> DATASET ENTRIES

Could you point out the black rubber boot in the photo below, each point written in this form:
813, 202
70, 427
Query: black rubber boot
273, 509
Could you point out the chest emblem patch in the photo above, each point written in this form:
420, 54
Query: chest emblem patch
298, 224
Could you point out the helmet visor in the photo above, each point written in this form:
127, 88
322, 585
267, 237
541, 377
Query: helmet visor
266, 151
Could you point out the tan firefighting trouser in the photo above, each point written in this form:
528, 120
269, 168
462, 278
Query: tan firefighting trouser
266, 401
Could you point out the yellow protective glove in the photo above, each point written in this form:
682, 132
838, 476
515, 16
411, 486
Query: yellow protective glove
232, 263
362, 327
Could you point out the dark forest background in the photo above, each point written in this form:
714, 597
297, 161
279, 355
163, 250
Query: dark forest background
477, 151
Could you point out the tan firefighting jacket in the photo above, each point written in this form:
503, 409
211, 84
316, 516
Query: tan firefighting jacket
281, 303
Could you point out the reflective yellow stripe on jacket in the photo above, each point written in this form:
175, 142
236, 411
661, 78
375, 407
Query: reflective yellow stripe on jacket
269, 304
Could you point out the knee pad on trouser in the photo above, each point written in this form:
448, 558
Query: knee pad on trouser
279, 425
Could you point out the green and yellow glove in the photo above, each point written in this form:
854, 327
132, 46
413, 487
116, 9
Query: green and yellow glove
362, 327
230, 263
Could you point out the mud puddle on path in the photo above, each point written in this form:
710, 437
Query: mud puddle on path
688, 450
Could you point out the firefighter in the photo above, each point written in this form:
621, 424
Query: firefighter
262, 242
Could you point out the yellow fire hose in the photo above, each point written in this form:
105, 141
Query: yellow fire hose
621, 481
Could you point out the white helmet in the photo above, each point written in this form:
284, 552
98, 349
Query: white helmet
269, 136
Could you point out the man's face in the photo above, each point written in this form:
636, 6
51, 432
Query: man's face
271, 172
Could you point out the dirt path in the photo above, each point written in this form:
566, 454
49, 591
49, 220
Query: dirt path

> TASK PROMPT
Give the lines of the entries as a numbered list, from the line containing "Could you point out the dirt" through the end of the entries, with blank lines left out.

> TASK RESULT
1. Could you point out the dirt path in the photo above, each point written in this form:
2. 566, 454
3. 49, 591
4. 49, 220
5. Query: dirt path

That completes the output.